GOAL: Copy out the lines from the one containing "Trace the outline of every instance of the sun" through the one containing "POLYGON ((195 735, 200", both included, swapping "even-odd" for "nonzero" and leaving all else unchanged.
** begin **
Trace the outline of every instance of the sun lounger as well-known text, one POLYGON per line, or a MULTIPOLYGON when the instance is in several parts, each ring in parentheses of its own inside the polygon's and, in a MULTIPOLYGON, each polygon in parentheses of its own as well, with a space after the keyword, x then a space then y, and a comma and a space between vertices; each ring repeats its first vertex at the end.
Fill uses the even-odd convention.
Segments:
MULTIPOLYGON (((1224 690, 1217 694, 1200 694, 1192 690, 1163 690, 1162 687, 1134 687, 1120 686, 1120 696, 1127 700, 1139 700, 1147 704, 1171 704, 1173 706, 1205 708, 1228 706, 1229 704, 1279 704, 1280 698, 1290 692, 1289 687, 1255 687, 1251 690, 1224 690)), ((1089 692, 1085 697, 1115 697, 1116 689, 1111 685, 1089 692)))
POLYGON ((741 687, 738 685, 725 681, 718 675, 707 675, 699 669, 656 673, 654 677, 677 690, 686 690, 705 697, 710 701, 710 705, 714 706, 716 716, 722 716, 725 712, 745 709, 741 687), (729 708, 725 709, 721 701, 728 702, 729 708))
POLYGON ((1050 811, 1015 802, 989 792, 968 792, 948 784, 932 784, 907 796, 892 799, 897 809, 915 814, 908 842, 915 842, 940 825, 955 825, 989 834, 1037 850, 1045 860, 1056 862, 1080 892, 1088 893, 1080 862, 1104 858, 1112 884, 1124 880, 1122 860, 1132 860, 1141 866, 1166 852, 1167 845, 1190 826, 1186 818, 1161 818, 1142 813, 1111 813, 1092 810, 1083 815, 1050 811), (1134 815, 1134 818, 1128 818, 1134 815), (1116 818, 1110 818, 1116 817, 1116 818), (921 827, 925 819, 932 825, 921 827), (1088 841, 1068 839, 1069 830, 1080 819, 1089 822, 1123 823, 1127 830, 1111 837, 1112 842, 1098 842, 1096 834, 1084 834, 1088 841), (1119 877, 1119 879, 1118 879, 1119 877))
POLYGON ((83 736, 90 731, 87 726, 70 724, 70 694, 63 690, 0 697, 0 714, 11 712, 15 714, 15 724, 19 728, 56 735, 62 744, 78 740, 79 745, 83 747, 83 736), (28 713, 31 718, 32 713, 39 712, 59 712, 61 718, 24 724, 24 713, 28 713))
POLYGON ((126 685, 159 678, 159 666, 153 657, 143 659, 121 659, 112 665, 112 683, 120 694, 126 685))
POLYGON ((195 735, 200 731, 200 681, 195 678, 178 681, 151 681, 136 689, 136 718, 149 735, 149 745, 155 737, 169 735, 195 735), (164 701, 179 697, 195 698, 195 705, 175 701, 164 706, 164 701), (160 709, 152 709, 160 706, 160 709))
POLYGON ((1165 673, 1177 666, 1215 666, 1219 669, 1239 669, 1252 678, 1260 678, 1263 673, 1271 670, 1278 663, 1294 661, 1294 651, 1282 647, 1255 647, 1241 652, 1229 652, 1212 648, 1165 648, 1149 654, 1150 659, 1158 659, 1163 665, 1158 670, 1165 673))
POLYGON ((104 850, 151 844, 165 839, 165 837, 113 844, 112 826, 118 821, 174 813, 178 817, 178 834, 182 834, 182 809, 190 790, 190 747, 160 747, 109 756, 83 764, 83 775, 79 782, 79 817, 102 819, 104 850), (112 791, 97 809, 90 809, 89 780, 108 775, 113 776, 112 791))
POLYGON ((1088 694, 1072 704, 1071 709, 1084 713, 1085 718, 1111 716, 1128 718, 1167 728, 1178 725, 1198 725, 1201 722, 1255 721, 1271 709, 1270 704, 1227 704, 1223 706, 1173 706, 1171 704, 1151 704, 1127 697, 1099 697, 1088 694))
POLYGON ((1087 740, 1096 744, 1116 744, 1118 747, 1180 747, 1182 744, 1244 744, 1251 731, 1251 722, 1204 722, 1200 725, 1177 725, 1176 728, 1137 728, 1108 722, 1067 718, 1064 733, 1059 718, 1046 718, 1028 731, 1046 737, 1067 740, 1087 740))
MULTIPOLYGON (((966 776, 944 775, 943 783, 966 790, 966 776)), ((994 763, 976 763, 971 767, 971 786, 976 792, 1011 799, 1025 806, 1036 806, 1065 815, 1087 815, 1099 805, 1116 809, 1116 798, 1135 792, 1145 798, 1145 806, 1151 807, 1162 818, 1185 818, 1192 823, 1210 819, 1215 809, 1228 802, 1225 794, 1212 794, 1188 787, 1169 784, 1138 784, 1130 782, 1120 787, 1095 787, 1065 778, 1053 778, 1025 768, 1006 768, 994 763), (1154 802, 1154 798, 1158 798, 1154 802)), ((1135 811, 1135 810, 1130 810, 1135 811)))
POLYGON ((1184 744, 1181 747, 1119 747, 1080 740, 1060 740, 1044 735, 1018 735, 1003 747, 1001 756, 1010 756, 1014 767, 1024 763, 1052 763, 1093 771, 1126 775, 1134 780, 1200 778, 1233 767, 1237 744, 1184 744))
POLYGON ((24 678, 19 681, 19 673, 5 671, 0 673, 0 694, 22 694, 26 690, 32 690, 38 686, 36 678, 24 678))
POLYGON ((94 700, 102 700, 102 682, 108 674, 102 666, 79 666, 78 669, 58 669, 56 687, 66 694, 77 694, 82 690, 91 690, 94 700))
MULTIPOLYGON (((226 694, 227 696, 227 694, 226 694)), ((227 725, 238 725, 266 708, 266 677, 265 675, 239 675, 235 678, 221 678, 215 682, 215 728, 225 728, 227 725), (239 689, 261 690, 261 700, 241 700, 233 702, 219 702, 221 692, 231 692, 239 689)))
** end **
** begin **
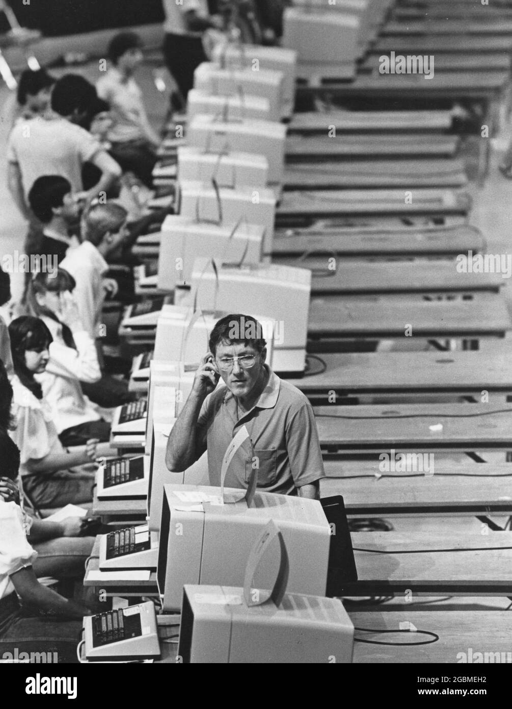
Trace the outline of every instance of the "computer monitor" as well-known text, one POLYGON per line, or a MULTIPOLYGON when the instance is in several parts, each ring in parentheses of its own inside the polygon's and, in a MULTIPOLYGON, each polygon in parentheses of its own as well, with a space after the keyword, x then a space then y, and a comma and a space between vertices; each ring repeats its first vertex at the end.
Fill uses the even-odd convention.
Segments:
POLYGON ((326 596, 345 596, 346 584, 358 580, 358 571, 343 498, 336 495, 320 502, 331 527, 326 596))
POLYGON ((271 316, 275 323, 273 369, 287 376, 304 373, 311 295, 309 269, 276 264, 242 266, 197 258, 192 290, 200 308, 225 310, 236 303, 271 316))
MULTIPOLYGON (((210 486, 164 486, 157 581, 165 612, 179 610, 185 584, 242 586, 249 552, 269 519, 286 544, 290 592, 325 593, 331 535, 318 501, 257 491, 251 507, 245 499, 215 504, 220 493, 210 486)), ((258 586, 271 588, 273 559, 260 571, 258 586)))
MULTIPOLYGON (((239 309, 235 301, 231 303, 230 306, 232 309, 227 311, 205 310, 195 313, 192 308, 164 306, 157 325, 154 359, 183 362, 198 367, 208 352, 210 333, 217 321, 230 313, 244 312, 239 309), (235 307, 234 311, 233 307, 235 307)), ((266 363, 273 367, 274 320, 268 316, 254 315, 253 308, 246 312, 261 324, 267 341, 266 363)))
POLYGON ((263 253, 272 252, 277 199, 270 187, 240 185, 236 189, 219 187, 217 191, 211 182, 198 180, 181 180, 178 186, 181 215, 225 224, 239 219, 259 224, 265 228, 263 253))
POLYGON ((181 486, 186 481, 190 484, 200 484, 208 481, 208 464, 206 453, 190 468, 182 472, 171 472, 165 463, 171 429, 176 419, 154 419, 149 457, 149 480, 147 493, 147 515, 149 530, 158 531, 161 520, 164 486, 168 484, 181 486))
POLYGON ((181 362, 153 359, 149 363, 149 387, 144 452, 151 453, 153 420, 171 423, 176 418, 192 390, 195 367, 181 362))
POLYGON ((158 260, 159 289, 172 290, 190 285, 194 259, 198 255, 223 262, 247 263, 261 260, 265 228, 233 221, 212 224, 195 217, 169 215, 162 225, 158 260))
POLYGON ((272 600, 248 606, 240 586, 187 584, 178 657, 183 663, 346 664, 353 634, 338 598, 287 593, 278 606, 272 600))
** end **
FINISHED EXERCISE:
Trace the outline of every instance of the sun lounger as well-known text, one POLYGON per line, or a MULTIPOLYGON when the instance is in several parts, each ring in parentheses of its own inside the polygon's and, in a MULTIPOLYGON, each polygon in parentheses of its own as well, with a space after the keyword, x then a space then y, and a comma and a space between vertices; each ring repeats its first vertex at the end.
Fill uses the nonzero convention.
Segments:
MULTIPOLYGON (((1224 690, 1217 694, 1200 694, 1192 690, 1163 690, 1162 687, 1134 687, 1120 686, 1120 696, 1127 700, 1139 700, 1147 704, 1171 704, 1173 706, 1205 708, 1228 706, 1229 704, 1279 704, 1280 698, 1290 692, 1289 687, 1255 687, 1251 690, 1224 690)), ((1089 692, 1085 697, 1115 697, 1116 689, 1111 685, 1089 692)))
POLYGON ((741 687, 738 685, 725 681, 718 675, 707 675, 699 669, 656 673, 654 677, 677 690, 686 690, 705 697, 710 701, 710 705, 714 706, 716 716, 722 716, 725 712, 745 709, 741 687), (729 708, 725 709, 721 701, 728 702, 729 708))
POLYGON ((1050 811, 1015 802, 989 792, 968 792, 948 784, 932 784, 907 796, 892 799, 897 809, 915 814, 908 842, 915 842, 940 825, 955 825, 989 834, 1037 850, 1045 860, 1056 862, 1080 892, 1088 893, 1080 862, 1104 858, 1112 884, 1124 880, 1122 860, 1132 860, 1141 866, 1166 852, 1167 845, 1190 826, 1186 818, 1161 818, 1142 813, 1111 813, 1092 810, 1083 815, 1050 811), (1134 815, 1134 818, 1128 818, 1134 815), (1116 818, 1110 818, 1116 817, 1116 818), (921 827, 925 819, 932 825, 921 827), (1088 841, 1068 839, 1069 830, 1080 819, 1089 822, 1123 823, 1127 830, 1111 837, 1112 842, 1098 842, 1096 834, 1084 834, 1088 841), (1119 877, 1119 879, 1118 879, 1119 877))
POLYGON ((83 736, 90 731, 87 726, 70 724, 70 694, 63 690, 0 697, 0 714, 11 712, 15 714, 15 724, 19 728, 56 735, 62 744, 78 740, 79 745, 83 747, 83 736), (28 713, 31 718, 32 713, 39 712, 59 712, 61 718, 24 724, 24 713, 28 713))
POLYGON ((126 685, 159 678, 159 666, 153 657, 143 659, 121 659, 112 665, 112 683, 120 694, 126 685))
POLYGON ((195 735, 200 731, 200 681, 195 678, 178 681, 151 681, 136 689, 136 718, 149 735, 149 745, 155 737, 169 735, 195 735), (164 701, 179 697, 195 698, 195 705, 175 701, 164 706, 164 701), (160 709, 152 709, 160 706, 160 709))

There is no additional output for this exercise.